**PASSAGE GIVEN**
__________

Making QCDs, instead of donating directly to a charity, is a great way to try to minimize your income. 

QCDs – Know the Rules

Before we jump in to the case study below, I want to clarify a few technical pieces of this rule:

  1. You must be 70 ½ to take advantage of Qualified Charitable Distributions.
  2. You cannot make QCDs from 401k accounts, SEP IRAs, or SIMPLE IRAs. If you’re interested in this strategy, you may want to consider rolling these other retirement accounts into a Traditional IRA account.
  3. The annual limit on QCDs is $100,000/person.
  4. The QCD must come directly from your IRA. You cannot take an IRA distribution and then make a charitable contribution.
  5. To demonstrate proof of your charitable contribution, you should keep an acknowledgment letter from the charity, just like you would keep records of any other charitable contributions.

QCD saves $3,652 in taxes – A Case Study

To really illustrate what this strategy looks like in the real world, let’s look at a case study of 2 scenarios:

  1. Donating to charity the old-fashioned way (i.e. writing a check from your bank account)
  2. Making a QCD (i.e. making a charitable contribution directly from your IRA)

We’ll look at the tax implications of each scenario, so you can see how it really does matter where those contributions to charity come from.

Case Study Assumptions:

    • 72-year-old married couple
    • 1 spouse is retired. Other spouse is still involved & working in a family business
    • Income:
      • Wages = $115,000 (from family business)
      • Dividend & Interest Income = $50,000
      • Social Security Income = $34,000
      • RMD Amount = $18,000
RMD = Other Income

Right off the bat, you’ll notice that the scenarios in the case study begin to diverge with the “Other Income” category.  That’s because the IRA owner who took their RMD from their IRA as income needs to include this as part of their adjusted gross income.  

The IRA owner who didn’t take the RMD, but gave it straight to charity instead, reports $0 for “Other Income” (shown in the middle column, for a lower AGI figure of $18,000.

Adjusted Gross Income

Total Adjusted Gross Income (AGI) is $217,000 (see below) for the IRA investor who took out their RMD. AGI for the IRA investor who donated their RMD with the QCD strategy reported $199,000 of income for the year.

Charitable Contributions & Itemized Deductions

If you take a look at the “Charitable Contributions” line item below, you’ll see that the IRA investor who took his RMD, still donated the same $18,000 to charity.  But instead, he gets to report this donation as a “Charitable Contribution” on his tax return.

The IRA investor reports charitable contributions as $0 since her $18,000 in contributions came directly from her IRA.

__________

**PROBLEM SET**
1. According to the QCD text, why do the two case study scenarios begin to differ at the "Other Income" category? Answer in one to three sentences.
2. Decide whether each statement agrees with the QCD text. Answer yes or no, and quote the words of the text that settle it.
(a) A person may make up to $100,000 in QCDs per year.
(b) Taking an IRA distribution and then donating it to charity counts as a QCD.
(c) Both spouses in the case study are retired.
3. Resume the QCD case study text after its last sentence and continue it.
The lines after this point come from a different source and have no connection to the QCD text.

**STORED RECORDS**

__________

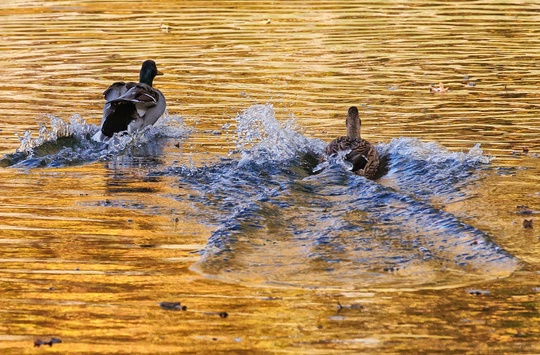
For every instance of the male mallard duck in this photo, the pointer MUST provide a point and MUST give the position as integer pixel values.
(131, 106)
(363, 155)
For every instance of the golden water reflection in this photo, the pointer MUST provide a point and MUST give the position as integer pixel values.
(88, 252)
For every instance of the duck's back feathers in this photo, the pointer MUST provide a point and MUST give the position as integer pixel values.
(130, 106)
(363, 156)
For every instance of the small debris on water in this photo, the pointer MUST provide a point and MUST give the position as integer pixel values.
(527, 223)
(172, 306)
(40, 342)
(476, 292)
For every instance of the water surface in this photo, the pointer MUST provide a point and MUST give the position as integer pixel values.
(218, 206)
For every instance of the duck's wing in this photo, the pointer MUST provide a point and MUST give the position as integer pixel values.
(365, 159)
(338, 144)
(362, 155)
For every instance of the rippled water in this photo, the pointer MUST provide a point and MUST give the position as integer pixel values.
(223, 205)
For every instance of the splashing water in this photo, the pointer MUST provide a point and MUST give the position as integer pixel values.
(277, 223)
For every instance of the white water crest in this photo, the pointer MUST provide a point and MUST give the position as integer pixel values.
(278, 224)
(69, 142)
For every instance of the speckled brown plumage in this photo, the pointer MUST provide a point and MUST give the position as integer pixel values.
(363, 155)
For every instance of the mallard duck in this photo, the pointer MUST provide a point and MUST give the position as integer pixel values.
(131, 106)
(363, 154)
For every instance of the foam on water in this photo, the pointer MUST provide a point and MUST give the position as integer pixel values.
(69, 142)
(277, 223)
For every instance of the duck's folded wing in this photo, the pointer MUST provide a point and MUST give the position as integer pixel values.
(138, 93)
(115, 91)
(338, 144)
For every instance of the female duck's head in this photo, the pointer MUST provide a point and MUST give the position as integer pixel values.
(353, 123)
(148, 72)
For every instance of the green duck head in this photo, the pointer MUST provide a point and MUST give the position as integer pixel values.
(353, 123)
(148, 72)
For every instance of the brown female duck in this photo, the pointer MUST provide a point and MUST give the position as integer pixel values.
(363, 155)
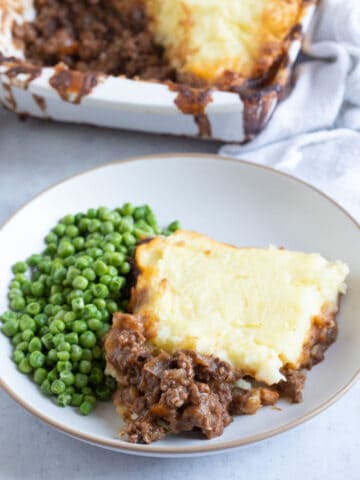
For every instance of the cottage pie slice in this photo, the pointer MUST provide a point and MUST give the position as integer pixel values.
(207, 318)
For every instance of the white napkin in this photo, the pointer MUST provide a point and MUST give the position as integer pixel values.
(326, 96)
(329, 160)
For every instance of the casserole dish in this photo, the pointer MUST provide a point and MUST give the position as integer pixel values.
(114, 101)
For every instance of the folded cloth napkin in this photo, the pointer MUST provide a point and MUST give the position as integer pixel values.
(311, 133)
(329, 160)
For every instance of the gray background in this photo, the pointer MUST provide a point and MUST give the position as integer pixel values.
(35, 154)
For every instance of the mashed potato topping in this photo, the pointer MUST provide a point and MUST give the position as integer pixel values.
(252, 307)
(210, 37)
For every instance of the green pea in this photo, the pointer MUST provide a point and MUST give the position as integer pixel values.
(51, 356)
(59, 275)
(17, 338)
(100, 290)
(63, 355)
(127, 209)
(56, 299)
(129, 239)
(19, 267)
(33, 308)
(126, 224)
(40, 319)
(17, 356)
(84, 225)
(89, 274)
(81, 380)
(18, 304)
(75, 353)
(86, 408)
(67, 377)
(79, 326)
(70, 389)
(116, 284)
(86, 354)
(43, 330)
(37, 359)
(116, 259)
(57, 326)
(53, 375)
(83, 262)
(10, 328)
(97, 352)
(63, 346)
(91, 213)
(45, 266)
(80, 282)
(63, 365)
(57, 387)
(64, 399)
(85, 366)
(100, 304)
(69, 261)
(35, 345)
(125, 268)
(106, 279)
(108, 247)
(90, 398)
(27, 323)
(95, 252)
(72, 338)
(69, 318)
(139, 212)
(66, 249)
(77, 304)
(33, 260)
(68, 220)
(27, 335)
(86, 390)
(96, 376)
(72, 231)
(47, 340)
(77, 399)
(87, 339)
(46, 387)
(94, 324)
(24, 366)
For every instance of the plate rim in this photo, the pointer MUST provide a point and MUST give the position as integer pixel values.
(152, 450)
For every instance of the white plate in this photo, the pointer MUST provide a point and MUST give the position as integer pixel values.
(233, 201)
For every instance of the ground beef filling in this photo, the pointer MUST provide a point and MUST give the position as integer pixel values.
(94, 35)
(161, 393)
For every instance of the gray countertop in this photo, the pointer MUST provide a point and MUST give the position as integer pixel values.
(35, 154)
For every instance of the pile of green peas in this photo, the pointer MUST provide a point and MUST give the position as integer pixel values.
(62, 300)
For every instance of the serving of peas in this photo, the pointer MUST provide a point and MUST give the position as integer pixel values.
(61, 301)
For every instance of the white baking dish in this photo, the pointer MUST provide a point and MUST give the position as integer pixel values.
(118, 102)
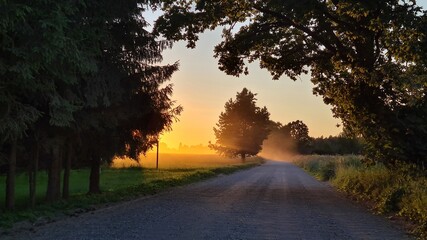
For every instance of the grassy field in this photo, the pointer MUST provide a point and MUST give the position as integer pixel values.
(174, 161)
(117, 184)
(400, 192)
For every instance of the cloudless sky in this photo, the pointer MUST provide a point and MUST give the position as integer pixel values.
(202, 89)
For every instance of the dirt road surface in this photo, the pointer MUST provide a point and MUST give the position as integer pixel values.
(274, 201)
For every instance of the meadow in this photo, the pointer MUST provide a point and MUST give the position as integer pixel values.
(124, 180)
(399, 193)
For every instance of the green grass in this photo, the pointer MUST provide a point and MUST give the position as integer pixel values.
(400, 192)
(116, 185)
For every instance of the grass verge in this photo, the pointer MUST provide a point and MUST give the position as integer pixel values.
(399, 193)
(117, 185)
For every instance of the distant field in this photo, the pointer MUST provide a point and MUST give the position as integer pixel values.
(120, 180)
(176, 161)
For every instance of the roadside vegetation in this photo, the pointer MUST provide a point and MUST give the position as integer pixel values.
(399, 192)
(117, 184)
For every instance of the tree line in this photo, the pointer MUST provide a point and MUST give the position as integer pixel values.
(80, 81)
(244, 129)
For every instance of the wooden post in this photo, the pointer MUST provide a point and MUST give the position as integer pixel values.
(157, 155)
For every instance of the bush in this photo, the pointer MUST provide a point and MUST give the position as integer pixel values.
(401, 190)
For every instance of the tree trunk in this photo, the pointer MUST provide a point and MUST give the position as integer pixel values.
(10, 179)
(32, 173)
(67, 169)
(53, 192)
(94, 178)
(243, 157)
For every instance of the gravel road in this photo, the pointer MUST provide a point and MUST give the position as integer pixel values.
(274, 201)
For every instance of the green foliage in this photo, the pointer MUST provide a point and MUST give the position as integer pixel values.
(242, 127)
(400, 191)
(336, 145)
(118, 185)
(366, 58)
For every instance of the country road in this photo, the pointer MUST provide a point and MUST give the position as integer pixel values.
(274, 201)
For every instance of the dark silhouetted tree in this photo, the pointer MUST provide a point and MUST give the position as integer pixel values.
(242, 127)
(299, 133)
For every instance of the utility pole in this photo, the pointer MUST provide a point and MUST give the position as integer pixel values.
(157, 156)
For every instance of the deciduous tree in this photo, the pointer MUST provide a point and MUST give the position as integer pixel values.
(242, 127)
(366, 58)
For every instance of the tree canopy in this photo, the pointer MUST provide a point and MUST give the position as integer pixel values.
(366, 58)
(79, 75)
(242, 127)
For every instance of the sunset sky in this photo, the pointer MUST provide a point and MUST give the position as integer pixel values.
(202, 89)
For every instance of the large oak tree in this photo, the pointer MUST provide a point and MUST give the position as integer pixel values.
(366, 58)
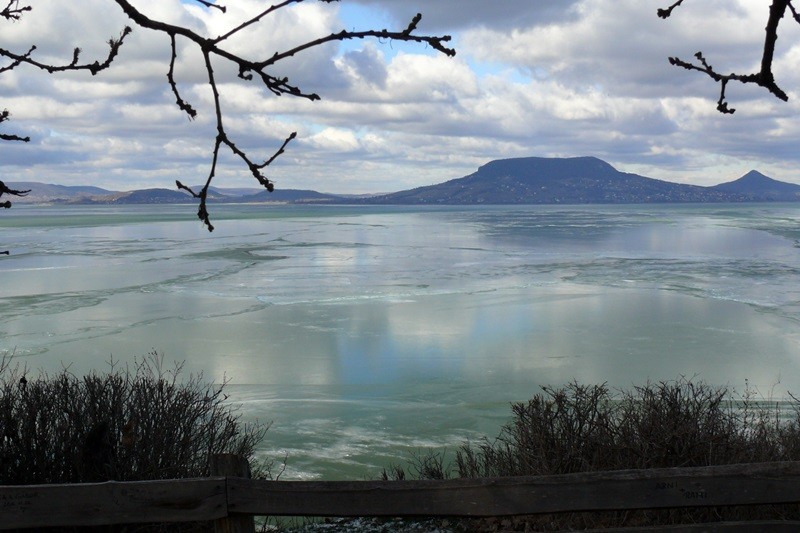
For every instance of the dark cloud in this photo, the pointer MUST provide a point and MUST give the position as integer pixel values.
(452, 15)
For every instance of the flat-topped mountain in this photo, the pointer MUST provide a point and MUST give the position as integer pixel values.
(538, 180)
(525, 180)
(759, 187)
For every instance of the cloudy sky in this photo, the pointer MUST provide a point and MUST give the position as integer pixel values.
(531, 78)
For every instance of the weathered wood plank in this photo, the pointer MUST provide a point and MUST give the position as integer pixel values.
(228, 464)
(112, 502)
(626, 489)
(771, 526)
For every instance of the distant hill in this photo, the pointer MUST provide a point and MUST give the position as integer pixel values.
(755, 186)
(47, 192)
(538, 180)
(293, 196)
(526, 180)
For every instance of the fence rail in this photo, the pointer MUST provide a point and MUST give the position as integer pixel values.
(224, 497)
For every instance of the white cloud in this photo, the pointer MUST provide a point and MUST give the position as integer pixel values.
(578, 77)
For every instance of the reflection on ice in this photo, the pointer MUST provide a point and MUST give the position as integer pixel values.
(364, 331)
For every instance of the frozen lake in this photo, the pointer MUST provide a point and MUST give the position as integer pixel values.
(367, 333)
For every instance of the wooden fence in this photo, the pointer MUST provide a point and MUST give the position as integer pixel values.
(233, 500)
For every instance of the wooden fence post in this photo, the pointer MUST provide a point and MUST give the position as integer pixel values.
(228, 464)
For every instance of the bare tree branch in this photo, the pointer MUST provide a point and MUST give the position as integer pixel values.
(249, 69)
(13, 11)
(764, 77)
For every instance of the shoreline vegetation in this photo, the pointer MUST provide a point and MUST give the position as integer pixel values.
(149, 421)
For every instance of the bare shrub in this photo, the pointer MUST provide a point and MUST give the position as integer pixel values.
(128, 424)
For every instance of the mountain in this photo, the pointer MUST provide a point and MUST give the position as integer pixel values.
(47, 192)
(297, 196)
(525, 180)
(538, 180)
(757, 187)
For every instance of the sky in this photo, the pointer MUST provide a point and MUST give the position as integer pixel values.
(530, 78)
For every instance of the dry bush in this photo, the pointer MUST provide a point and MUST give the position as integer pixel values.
(128, 424)
(580, 428)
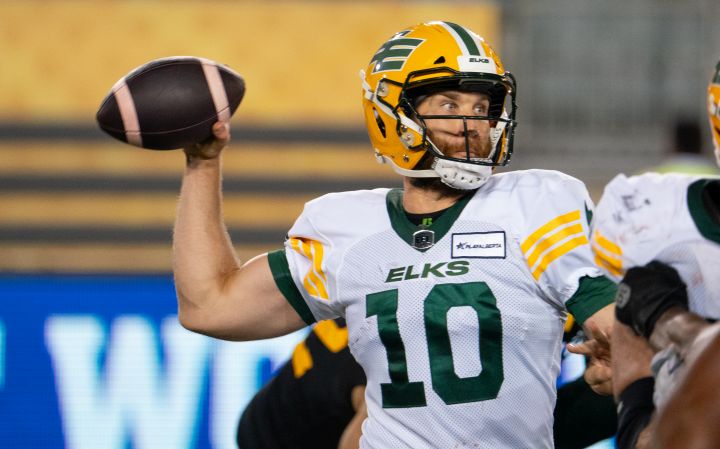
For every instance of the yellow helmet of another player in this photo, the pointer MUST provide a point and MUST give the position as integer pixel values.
(426, 58)
(714, 110)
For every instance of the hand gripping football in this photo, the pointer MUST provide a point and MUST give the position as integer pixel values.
(170, 103)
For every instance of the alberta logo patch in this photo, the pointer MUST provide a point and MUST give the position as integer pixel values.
(479, 245)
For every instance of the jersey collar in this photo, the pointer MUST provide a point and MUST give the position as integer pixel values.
(405, 229)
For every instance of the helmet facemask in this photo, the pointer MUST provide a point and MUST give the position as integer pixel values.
(470, 166)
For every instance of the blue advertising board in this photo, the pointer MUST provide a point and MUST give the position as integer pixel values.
(101, 362)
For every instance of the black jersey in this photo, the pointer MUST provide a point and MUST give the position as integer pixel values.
(308, 403)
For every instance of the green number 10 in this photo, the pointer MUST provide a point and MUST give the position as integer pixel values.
(400, 392)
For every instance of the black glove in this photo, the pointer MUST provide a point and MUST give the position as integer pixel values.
(645, 293)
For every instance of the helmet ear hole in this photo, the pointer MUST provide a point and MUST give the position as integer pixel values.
(380, 123)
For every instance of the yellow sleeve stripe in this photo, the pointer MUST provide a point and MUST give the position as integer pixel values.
(606, 244)
(334, 337)
(301, 360)
(315, 279)
(549, 227)
(561, 250)
(547, 243)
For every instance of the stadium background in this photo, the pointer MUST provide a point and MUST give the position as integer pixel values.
(90, 353)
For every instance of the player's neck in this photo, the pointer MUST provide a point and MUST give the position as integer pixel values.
(424, 196)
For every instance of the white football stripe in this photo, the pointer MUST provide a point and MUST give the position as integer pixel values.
(217, 90)
(126, 105)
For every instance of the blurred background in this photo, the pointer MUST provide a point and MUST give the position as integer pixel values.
(86, 297)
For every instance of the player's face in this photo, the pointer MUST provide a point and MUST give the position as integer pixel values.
(449, 135)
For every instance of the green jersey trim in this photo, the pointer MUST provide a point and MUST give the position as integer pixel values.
(405, 228)
(592, 295)
(281, 273)
(704, 222)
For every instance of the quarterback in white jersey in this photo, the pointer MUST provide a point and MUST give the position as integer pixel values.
(455, 288)
(453, 335)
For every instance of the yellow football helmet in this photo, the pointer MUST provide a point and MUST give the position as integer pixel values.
(714, 110)
(426, 58)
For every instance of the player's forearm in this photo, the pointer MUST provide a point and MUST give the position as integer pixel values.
(203, 256)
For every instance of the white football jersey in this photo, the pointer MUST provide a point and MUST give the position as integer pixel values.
(460, 341)
(661, 217)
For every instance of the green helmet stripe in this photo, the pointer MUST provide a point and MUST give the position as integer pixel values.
(466, 38)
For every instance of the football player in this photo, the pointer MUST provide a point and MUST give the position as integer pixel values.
(660, 234)
(315, 401)
(455, 288)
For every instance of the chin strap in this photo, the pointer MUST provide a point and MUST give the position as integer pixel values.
(460, 175)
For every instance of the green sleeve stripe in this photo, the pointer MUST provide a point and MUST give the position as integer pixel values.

__________

**TASK-BY-TASK RESULTS**
1. The IRA owner who took the RMD as income has to include it in adjusted gross income. The owner who gave the RMD straight to charity through a QCD reports $0 for "Other Income."

2.
(a) Yes: "The annual limit on QCDs is $100,000/person."
(b) No: "You cannot take an IRA distribution and then make a charitable contribution."
(c) No: "1 spouse is retired. Other spouse is still involved & working in a family business"

3.
In addition, the total itemized deductions are also vastly different, since the IRA investor who made the QCD (middle column), only has $10,000 in total itemized deductions.  This is because there were no “Charitable Contributions” reported.  

Total Deductions

The IRA investor who took his RMD as income and wrote checks to charity for $18,000, has a total of $28,000 in deductions, which is higher than the standard deduction of $26,600 for 2018.  He will itemize because his deductions are higher than the standard deduction amount.

In contrast, the IRA investor who donated her RMDs directly to charity via the QCD method, will take the standard deduction of $26,600, since her total itemized deductions didn’t exceed the standard amount.  Her deductions were only $10,000 for the year.

Taxable Income

The IRA investor who took their RMD and wrote checks to charity, had a taxable income that was $16,600 higher than the investor who donated her RMDs directly to charity via a QCD.

The Big Finale!

And as a result, the IRA investor who donated her RMDs directly to charity paid total taxes of $40,573, $3,652 less than the IRA investor who took his RMD!

>>> Tip: If you prefer to see and hear this case study explained, click here to watch the video! 

Does a QCD Make Sense For You?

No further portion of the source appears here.